-- Start of Rows --

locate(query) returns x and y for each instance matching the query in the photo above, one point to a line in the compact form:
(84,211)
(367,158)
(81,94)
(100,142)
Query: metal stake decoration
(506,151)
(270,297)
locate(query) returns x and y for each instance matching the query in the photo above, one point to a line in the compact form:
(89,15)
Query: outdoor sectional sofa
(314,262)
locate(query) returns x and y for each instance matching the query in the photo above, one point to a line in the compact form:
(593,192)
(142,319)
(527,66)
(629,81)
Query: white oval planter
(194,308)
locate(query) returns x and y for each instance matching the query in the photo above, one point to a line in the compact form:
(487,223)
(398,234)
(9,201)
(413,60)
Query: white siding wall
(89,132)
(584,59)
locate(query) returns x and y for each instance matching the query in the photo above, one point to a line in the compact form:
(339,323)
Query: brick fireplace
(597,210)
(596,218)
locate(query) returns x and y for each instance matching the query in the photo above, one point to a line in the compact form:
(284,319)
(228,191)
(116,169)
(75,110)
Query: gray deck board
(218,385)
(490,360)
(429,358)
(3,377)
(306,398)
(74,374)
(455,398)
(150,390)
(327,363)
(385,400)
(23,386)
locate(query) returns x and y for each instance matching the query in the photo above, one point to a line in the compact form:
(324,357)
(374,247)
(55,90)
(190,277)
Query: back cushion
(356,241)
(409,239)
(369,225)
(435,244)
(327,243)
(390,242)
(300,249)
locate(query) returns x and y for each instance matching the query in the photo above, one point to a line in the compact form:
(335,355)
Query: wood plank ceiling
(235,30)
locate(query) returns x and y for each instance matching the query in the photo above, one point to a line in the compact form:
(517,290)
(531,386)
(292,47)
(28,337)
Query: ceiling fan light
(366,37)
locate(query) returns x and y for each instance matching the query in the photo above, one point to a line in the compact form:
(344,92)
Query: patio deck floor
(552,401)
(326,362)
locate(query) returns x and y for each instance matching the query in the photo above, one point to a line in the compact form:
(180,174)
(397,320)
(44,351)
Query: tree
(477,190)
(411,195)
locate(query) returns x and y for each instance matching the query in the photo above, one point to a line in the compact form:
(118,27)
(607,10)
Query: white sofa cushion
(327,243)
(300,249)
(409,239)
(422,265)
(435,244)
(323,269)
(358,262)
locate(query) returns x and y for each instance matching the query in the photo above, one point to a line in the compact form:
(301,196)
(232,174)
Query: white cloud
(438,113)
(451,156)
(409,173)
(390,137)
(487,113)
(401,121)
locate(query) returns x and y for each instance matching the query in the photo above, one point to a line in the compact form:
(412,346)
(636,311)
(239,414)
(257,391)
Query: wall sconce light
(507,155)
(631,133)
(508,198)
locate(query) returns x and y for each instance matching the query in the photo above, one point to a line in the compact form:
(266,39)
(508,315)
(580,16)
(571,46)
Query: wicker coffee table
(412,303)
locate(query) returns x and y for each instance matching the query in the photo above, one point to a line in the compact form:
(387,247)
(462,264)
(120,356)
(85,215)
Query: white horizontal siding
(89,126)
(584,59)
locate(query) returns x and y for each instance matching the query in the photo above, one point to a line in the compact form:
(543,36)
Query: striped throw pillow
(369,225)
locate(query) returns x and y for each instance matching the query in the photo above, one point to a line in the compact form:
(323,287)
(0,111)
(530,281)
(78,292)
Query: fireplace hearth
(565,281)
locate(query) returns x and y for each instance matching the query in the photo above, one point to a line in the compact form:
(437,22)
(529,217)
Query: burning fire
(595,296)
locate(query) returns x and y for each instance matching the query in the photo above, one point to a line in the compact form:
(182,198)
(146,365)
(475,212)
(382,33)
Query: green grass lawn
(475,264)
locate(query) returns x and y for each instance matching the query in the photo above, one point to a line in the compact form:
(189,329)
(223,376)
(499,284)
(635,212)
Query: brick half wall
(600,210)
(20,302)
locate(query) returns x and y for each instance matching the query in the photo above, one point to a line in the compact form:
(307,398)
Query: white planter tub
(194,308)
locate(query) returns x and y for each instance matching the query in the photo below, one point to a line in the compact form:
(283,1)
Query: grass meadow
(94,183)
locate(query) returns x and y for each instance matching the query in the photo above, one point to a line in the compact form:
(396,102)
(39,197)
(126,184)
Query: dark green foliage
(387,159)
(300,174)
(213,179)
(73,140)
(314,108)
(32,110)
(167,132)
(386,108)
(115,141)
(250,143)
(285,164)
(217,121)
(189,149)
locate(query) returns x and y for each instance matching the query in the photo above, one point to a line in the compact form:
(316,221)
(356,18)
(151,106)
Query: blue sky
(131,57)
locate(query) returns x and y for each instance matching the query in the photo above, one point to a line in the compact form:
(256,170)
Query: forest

-- End of Rows --

> **Objective**: From the listing above, reproduce all the lines exactly.

> **Response to the task**:
locate(query) returns x and y for each instance matching the query in the photo above, one point to a line in the compact form:
(84,211)
(367,158)
(81,94)
(100,142)
Query: metal stake decoration
(506,151)
(270,297)
locate(query) returns x and y for each instance matching the query in the photo above, one point to a line in the compact form:
(89,15)
Query: outdoor sectional sofa
(314,262)
locate(query) returns x and y for each instance matching the query in the photo above, one point to a line in the compact form:
(593,192)
(142,319)
(527,66)
(629,81)
Query: white oval planter
(194,308)
locate(query) returns x and y for each instance matching the query in the photo above, one point to a line in the compact form:
(487,223)
(398,234)
(9,201)
(413,60)
Query: white siding wall
(89,132)
(584,59)
locate(query) returns x and y for each instance matching the query in the photo above, one point to a line in the compact form:
(339,323)
Query: brick fireplace
(597,210)
(596,218)
locate(query) returns x and y for each instance matching the query in the photo above, one point to a line in the compact form:
(284,319)
(228,191)
(116,169)
(75,110)
Query: gray deck board
(218,385)
(490,360)
(429,358)
(3,377)
(306,398)
(74,374)
(455,398)
(150,390)
(327,363)
(385,400)
(23,386)
locate(query) returns x and y for each instance matching the query in the photo above, one point to a line in the compact form:
(324,357)
(374,247)
(55,90)
(190,277)
Query: back cushion
(356,241)
(409,239)
(369,225)
(435,244)
(327,243)
(390,242)
(300,249)
locate(query) returns x and y for each instance matching the query in the photo above, one point to a line in the compact form:
(335,355)
Query: wood plank ceiling
(235,30)
locate(query) returns x and y for each instance matching the query in the photo above, one point to a line in the compact form:
(517,290)
(531,386)
(292,47)
(28,337)
Query: ceiling fan light
(366,37)
locate(query) returns x and y for each instance matching the query in the photo above, one point to a line in the compact form:
(344,92)
Query: patio deck floor
(552,401)
(326,362)
locate(query) returns x and y for each instance matching the query in the photo above, one point to a line in the compact form:
(180,174)
(397,320)
(44,351)
Query: tree
(477,190)
(411,195)
locate(query) returns x and y for each instance matching the query in the photo above, one point to a line in the compact form:
(118,27)
(607,10)
Query: white sofa cushion
(327,243)
(300,249)
(409,239)
(422,265)
(435,244)
(323,269)
(358,262)
locate(query) returns x and y for each instance matching the query in the photo above, one point to a line in the compact form:
(301,196)
(232,174)
Query: white cloud
(438,113)
(451,156)
(409,173)
(390,137)
(487,113)
(401,121)
locate(query) returns x and y for each instance matching the query in the photo above, one point to a line in the compact form:
(412,346)
(636,311)
(239,414)
(257,391)
Query: wall sconce light
(507,155)
(631,133)
(508,198)
locate(query) returns x and y for each instance matching the query in the photo above, one point to a line in the compact form:
(266,39)
(508,315)
(580,16)
(571,46)
Query: wicker coffee table
(412,303)
locate(query) returns x and y for each instance matching the query in the photo above, one point to a line in the compact form:
(387,247)
(462,264)
(120,356)
(85,215)
Query: white horizontal siding
(89,126)
(584,59)
locate(query) returns x and y for each instance matching the query in the photo above, one point to a line in the compact form:
(543,36)
Query: striped throw pillow
(369,225)
locate(query) returns x and y for each instance matching the query in the photo above, one point to a line in the compact form:
(323,287)
(0,111)
(530,281)
(78,292)
Query: fireplace hearth
(565,281)
locate(query) returns x and y for each instance matching the query in the photo above, one point to a line in the compact form:
(437,22)
(529,217)
Query: burning fire
(595,296)
locate(query) returns x and y for each instance matching the query in the photo above, one point to a line in the compact form:
(182,198)
(146,365)
(475,212)
(382,33)
Query: green grass lawn
(475,264)
locate(query) returns x and y for each instance matching the query in the photo above, one point to a line in the compact form:
(189,329)
(223,376)
(499,284)
(635,212)
Query: brick half wall
(600,210)
(20,302)
locate(query) returns x and y for each instance matching the query in the photo above, one point to a line in the compact form:
(307,398)
Query: white planter tub
(194,308)
locate(query) returns x and y for each instance matching the query in the photo below, one point to a line in the compact form:
(283,1)
Query: grass meadow
(94,183)
locate(query) returns x and y for each instance matching the query in the photo above, one point to a line in the compact form:
(396,102)
(39,197)
(126,184)
Query: dark green foliage
(387,159)
(300,174)
(213,179)
(73,140)
(314,108)
(32,110)
(167,132)
(386,108)
(115,141)
(250,143)
(285,164)
(217,121)
(189,149)
locate(query) returns x and y for each instance matching the query in the photo above, one point to a line in the compact form:
(316,221)
(356,18)
(151,106)
Query: blue sky
(131,57)
locate(query) returns x and y for each instance matching the query in the photo above, one point to a line in the compact form:
(256,170)
Query: forest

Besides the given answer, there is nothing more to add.